## [Written instruction]
In the excerpt on correlating consumer data with expert panel data, which observation is described as a very strong outlier that should be removed?

The correlation module 110 correlates the compressed consumer matrix 202 with at least one of the analytical data matrix 204 and the expert panel data matrix 206 to produce the relationship model. In some embodiments, the correlation module 110 can correlate any two matrices. However, a complex correlation analysis is needed because each matrix is typically different in size. For example, the analytical data matrix 204 and the expert panel data matrix 206 usually have N rows (averaging over several experts or/and several analyses may be needed as a preprocessing), one for each product, while the consumer matrix 202 usually has a different and larger number of rows, one for each responding consumer with respect to one product; the number of columns in the matrices is usually different; and in some instances the analytical matrix 204 is absent or incomplete and difficult to employ in further data analysis.
In some embodiments, the preprocessing module 140 is used to transform the data in each matrix (202,204,206) into a suitable form for analysis using preprocessing elements, such as scaling of data, mean-centering, transformation and expansion, advanced scaling, and data correction and compression.
In some embodiments, the PCA module 150 and/or the PLS module 160 is used on the preprocessed consumer matrix 202 to (1) understand the consumer likings of the products and candidates, and (2) to “compress” the number of rows NC to N to make it possible to relate the compressed consumer matrix 202 to the analytical data matrix 204 and/or the expert panel data matrix 206.
FIGS. 4A-4E provide an illustrative example of a first PCA/PLS analysis of the preprocessed but still uncompressed consumer matrix 202 (FIG. 3), and thereafter a second PLS analysis correlating the compressed consumer matrix 202 (from the first analysis) and the expert panel data matrix 206 (FIG. 3). After the first analysis of 202 by module 162 (FIG. 2B) using overall liking as y, and cross-validation (CV) to determine the number of significant components, the inspection module displays the results to a user as a PLS score plot 300 as shown in FIG. 4A. The score plot 300 shows indications of groups (clusters), trends, outliers, and other expected or unexpected regularities. To produce a better model, the user inspects the score plot 300 and removes the outliers though the outlier module 168 (FIG. 2B) using an interface such as a computer mouse. For example, as shown in FIG. 4A, observation 39 is a very strong outlier and should be removed. In some embodiments, the PLS score plot 300 can include a confidence ellipse 302 to aide the user in removing the outliers from the PCA/PLS model. Indeed, observation 39 falls far outside the tolerance ellipse 302 and should be removed by the user. Note that points barely outside the ellipse 302 are not significant outliers. After the outlier(s) have been removed, the PLS model is refitted automatically to the pruned data as shown in the score plot 300′ of FIG. 4B. Cross-validation in the PLS module 160 is used to determine the number of significant components resulting in a model relating the PLS-optimal combination of all X-variables to the overall liking y.
The resulting model is first used to compress the consumer data from NC rows (one per consumer and product evaluation) to N rows (one per product) by means of averages over the consumers for each of the N products and for each consumer response. Sometimes this compression is made separately for likers and non-likers as seen in the scores of the first PLS model. The liking module 170 (FIG. 2B) is then used to divide the consumers into “likers” and “non-likers” using the first X-score, t1 (horizontal coordinate in FIG. 4B), as criterion for this segmentation.

## [Provided material]

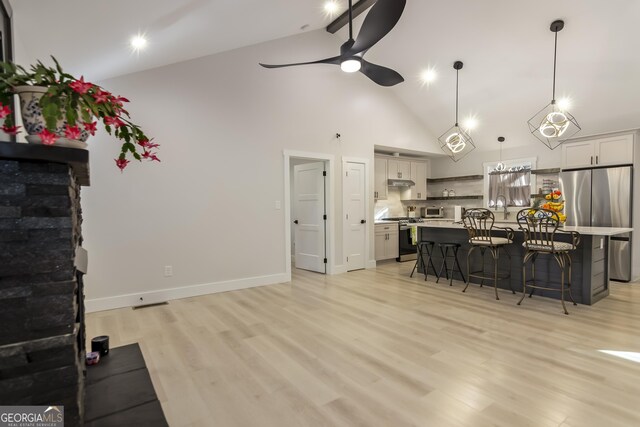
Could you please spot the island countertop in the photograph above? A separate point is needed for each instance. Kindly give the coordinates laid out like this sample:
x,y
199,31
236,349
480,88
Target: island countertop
x,y
587,231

## [Solution for this problem]
Observation 39